● ACTIVITY
Only one stretch of the records below is wanted: the lines from the one holding "Target: coastal cove" through the one holding "compact shape [571,150].". Return it exactly, both ends included.

[Natural-language object grounding data]
------------------------

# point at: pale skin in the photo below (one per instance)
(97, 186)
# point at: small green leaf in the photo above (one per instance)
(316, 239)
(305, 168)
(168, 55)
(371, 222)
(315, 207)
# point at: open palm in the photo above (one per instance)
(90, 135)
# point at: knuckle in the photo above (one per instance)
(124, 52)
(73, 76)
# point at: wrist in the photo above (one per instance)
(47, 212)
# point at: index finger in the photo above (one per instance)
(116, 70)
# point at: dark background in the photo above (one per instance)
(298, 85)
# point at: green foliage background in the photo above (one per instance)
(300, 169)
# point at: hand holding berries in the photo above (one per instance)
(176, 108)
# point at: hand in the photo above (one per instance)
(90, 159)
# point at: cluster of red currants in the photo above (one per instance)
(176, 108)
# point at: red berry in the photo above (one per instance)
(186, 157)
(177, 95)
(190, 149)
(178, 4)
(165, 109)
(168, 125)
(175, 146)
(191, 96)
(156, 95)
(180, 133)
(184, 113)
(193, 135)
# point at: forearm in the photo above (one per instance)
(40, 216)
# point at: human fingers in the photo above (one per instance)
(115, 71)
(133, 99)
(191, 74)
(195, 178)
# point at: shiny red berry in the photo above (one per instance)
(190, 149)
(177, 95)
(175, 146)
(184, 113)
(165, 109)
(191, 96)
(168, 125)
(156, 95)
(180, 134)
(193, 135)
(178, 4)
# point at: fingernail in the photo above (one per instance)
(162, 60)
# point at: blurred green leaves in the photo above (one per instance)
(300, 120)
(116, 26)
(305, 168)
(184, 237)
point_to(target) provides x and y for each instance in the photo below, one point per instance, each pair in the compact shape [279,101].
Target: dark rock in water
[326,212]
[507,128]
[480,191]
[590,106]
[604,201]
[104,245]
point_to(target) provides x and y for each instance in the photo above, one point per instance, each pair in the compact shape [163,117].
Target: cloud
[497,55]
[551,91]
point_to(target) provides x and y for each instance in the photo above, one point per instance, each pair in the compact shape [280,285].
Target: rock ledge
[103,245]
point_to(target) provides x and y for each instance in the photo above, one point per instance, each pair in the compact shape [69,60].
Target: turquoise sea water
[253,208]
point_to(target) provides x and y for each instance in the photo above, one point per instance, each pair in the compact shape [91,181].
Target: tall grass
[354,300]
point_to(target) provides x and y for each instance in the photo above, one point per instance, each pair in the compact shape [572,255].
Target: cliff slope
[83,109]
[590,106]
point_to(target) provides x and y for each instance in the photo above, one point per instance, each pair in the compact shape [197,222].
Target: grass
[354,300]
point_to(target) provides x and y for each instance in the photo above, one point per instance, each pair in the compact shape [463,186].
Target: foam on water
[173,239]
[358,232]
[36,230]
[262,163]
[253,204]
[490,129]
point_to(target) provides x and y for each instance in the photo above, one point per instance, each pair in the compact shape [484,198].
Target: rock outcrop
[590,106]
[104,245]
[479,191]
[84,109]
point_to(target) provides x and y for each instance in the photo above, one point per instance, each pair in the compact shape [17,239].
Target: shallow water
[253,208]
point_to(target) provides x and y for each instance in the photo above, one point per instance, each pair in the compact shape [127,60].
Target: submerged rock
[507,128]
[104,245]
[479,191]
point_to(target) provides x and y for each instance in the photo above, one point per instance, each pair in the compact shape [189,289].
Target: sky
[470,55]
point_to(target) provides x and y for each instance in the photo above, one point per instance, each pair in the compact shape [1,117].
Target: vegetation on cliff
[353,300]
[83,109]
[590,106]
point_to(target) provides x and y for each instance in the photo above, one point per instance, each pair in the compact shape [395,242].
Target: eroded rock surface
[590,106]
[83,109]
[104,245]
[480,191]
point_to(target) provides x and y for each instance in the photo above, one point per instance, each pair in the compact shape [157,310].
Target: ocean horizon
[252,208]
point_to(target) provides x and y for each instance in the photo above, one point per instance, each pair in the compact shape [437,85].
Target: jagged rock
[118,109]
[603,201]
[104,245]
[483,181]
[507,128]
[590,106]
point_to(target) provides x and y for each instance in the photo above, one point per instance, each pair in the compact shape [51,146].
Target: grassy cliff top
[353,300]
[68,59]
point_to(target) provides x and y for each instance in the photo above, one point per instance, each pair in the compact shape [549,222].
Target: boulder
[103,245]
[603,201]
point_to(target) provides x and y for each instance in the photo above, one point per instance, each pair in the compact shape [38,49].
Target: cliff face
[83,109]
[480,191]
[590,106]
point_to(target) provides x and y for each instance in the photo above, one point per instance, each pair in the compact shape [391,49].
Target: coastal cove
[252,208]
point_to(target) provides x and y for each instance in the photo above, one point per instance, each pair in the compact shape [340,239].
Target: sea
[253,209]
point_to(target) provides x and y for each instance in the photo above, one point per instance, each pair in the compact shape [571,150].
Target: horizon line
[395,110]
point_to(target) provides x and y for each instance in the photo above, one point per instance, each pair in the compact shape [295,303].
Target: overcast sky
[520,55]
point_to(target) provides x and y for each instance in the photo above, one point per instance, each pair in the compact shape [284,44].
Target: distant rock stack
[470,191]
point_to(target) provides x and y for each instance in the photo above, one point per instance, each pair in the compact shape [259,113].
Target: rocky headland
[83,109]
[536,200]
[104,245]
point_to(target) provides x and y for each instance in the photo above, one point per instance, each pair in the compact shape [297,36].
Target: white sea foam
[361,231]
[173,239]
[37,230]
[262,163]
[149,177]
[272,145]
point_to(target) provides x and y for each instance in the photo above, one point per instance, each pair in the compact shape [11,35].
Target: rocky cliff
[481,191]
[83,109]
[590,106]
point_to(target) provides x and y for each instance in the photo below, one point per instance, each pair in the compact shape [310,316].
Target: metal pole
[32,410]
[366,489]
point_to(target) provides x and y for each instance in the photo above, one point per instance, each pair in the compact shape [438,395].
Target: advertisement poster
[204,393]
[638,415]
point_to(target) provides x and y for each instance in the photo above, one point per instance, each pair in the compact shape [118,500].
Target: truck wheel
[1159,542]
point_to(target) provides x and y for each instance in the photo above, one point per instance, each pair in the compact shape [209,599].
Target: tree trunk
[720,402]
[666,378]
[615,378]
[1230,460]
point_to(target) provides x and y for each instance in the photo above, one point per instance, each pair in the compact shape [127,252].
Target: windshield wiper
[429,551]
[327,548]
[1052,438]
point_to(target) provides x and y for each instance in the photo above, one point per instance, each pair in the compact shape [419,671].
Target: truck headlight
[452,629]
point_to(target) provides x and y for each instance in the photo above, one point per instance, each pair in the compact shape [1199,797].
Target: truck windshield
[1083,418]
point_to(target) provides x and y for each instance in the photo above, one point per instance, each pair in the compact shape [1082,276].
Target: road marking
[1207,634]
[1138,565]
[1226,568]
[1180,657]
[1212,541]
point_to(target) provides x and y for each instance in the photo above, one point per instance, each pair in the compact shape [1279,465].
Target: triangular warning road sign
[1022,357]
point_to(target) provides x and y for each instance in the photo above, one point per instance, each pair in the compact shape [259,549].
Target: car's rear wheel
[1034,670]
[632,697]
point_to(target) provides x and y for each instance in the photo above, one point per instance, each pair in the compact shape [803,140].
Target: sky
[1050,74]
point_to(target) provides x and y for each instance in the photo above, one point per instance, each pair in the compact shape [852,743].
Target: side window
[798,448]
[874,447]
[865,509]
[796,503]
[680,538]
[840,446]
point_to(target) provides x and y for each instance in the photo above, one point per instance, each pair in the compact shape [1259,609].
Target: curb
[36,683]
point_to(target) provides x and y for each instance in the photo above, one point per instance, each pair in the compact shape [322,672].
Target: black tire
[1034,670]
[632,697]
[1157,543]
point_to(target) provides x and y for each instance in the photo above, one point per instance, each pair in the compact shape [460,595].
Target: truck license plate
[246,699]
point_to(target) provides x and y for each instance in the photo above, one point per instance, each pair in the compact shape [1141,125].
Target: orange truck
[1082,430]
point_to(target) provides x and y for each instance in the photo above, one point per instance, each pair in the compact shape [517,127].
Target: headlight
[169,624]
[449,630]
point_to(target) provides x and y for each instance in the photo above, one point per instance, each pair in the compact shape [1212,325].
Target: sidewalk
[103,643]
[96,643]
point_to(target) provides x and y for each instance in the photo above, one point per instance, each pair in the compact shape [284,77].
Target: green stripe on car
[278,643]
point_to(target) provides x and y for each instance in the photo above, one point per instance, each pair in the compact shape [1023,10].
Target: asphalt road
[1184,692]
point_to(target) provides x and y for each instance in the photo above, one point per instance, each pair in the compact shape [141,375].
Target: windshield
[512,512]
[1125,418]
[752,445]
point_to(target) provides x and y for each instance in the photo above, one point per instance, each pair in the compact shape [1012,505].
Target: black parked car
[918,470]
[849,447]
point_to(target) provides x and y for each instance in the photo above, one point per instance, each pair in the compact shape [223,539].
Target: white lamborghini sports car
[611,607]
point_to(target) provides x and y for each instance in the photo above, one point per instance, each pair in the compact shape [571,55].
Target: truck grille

------------------------

● RESPONSE
Target: coastal cove
[252,208]
point_to(target) provides x and y for each instance in the photo above, one point per instance, each pair in the compact shape [340,239].
Target: sea
[253,209]
point_to(target) provides x and y for each instance in the photo above, one point per instance, each pair in the compact shape [571,150].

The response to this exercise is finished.